Task objective: Please show every line of the data below that contains the word "beige", matching case exactly.

──────── Data to process

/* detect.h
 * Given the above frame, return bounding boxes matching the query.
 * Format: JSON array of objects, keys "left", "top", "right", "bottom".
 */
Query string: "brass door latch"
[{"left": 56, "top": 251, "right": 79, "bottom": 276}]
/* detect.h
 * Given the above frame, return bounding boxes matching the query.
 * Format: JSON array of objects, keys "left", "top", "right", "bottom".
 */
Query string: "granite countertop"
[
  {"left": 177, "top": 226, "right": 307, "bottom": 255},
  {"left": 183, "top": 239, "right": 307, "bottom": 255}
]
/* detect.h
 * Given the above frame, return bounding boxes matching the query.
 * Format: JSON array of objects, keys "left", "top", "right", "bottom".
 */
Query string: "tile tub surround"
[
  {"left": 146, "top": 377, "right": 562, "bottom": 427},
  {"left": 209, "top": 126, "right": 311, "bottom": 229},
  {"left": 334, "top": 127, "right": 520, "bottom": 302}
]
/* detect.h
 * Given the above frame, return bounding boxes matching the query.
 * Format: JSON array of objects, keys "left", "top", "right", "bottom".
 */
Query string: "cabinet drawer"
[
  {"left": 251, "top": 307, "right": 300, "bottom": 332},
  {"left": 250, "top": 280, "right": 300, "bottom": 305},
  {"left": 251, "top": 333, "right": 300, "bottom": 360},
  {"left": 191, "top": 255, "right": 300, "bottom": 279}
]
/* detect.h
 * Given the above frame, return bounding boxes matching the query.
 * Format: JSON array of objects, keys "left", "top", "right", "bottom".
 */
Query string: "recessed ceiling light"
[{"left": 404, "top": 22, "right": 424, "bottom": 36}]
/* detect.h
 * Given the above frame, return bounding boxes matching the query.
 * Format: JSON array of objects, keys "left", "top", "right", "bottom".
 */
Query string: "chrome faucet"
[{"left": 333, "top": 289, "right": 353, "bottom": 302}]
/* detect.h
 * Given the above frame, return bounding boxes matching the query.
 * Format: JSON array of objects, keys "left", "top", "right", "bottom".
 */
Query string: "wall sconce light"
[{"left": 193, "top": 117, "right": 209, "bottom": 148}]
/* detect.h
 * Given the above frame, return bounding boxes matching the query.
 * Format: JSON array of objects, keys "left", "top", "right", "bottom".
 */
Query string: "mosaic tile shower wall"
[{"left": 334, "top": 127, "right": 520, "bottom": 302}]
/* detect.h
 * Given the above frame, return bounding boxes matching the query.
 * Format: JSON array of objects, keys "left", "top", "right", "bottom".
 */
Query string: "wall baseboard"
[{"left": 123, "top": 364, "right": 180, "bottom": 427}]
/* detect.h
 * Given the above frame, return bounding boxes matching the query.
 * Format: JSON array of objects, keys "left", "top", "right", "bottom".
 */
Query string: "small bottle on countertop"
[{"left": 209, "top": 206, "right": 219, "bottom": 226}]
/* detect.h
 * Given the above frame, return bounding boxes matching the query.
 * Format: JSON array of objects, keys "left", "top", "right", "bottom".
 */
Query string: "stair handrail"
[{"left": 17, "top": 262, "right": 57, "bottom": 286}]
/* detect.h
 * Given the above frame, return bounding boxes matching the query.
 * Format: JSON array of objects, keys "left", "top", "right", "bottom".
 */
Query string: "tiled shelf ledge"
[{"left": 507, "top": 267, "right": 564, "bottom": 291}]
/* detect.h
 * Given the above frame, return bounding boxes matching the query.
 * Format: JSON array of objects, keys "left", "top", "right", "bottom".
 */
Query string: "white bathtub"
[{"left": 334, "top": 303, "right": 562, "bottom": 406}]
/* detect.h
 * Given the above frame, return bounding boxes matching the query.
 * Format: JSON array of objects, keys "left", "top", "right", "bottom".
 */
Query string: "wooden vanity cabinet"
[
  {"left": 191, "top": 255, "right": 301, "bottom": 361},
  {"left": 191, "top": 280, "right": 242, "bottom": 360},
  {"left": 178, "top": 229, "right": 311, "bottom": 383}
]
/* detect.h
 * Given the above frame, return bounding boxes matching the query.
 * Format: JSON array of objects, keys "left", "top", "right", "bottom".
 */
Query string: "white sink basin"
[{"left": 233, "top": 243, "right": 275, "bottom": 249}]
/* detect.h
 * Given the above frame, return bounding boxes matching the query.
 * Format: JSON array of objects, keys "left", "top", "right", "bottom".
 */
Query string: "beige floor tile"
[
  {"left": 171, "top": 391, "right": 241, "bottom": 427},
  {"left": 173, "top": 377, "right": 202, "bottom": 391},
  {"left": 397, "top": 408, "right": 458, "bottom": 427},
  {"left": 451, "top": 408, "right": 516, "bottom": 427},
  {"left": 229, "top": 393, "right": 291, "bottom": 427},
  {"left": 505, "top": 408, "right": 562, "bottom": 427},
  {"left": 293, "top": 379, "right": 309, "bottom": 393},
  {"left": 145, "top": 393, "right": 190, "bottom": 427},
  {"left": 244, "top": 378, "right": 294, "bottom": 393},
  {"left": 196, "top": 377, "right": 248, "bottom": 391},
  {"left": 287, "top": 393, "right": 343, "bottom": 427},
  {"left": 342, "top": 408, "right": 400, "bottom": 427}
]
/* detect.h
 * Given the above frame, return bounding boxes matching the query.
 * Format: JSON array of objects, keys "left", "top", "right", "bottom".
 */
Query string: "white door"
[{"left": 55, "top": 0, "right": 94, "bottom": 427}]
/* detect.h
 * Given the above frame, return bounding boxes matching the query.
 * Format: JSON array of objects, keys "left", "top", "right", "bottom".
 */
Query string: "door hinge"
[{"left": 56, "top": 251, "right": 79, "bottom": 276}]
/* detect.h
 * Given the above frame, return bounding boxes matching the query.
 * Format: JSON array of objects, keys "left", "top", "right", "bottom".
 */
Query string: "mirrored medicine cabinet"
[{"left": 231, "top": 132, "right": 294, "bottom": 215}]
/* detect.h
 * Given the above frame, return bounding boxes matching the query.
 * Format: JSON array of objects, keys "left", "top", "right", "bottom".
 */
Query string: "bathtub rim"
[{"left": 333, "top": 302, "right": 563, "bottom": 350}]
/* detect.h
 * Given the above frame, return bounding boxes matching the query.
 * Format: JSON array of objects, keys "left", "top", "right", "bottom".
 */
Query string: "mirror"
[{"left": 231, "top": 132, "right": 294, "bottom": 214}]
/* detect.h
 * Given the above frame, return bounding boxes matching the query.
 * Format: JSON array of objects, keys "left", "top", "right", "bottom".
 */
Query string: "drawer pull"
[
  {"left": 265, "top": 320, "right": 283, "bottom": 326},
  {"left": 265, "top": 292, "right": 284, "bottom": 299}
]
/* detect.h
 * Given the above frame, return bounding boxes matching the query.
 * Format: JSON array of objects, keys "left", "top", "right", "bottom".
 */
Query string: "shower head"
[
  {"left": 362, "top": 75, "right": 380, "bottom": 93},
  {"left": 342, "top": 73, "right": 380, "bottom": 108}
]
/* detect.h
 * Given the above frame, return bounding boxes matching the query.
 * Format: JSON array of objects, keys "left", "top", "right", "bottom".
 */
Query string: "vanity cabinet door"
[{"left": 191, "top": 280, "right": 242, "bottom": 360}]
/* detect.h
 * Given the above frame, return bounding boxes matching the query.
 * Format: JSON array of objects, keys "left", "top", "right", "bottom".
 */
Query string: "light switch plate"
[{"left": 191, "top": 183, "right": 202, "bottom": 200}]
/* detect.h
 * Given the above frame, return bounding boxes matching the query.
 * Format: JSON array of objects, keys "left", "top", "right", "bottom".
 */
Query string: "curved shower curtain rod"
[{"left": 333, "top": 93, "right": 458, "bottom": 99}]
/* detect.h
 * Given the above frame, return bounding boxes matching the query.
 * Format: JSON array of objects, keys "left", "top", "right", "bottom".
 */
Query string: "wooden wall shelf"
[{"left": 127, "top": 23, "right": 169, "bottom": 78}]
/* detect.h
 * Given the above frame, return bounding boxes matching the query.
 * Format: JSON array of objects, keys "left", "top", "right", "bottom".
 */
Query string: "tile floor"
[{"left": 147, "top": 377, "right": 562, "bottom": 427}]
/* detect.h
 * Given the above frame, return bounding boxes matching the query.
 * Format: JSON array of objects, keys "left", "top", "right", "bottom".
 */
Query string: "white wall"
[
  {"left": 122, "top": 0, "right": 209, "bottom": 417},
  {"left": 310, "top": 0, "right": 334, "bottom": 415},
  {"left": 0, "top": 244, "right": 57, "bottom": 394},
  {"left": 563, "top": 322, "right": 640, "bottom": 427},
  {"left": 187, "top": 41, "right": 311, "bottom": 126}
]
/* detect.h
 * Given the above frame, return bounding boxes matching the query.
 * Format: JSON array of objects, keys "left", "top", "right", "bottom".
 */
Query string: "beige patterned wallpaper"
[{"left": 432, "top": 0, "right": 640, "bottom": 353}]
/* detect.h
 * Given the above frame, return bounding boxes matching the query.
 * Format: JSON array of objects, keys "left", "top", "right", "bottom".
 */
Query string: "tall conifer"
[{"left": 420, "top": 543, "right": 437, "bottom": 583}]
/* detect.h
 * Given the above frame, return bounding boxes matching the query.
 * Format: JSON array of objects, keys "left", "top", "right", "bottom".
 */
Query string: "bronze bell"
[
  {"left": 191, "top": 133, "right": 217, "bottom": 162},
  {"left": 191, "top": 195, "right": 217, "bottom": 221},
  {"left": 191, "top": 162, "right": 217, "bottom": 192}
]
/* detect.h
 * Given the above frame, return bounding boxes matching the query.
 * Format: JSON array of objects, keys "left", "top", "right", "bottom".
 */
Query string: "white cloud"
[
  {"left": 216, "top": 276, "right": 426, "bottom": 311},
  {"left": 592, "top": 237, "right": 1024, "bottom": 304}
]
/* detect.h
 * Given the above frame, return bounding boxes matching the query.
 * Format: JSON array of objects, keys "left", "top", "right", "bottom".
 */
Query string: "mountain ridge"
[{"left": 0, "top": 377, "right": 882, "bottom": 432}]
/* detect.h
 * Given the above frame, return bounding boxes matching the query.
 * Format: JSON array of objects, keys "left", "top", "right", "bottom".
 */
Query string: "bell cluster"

────────────────

Task response:
Query string: "beige floor tile"
Query string: "beige patterned wallpaper"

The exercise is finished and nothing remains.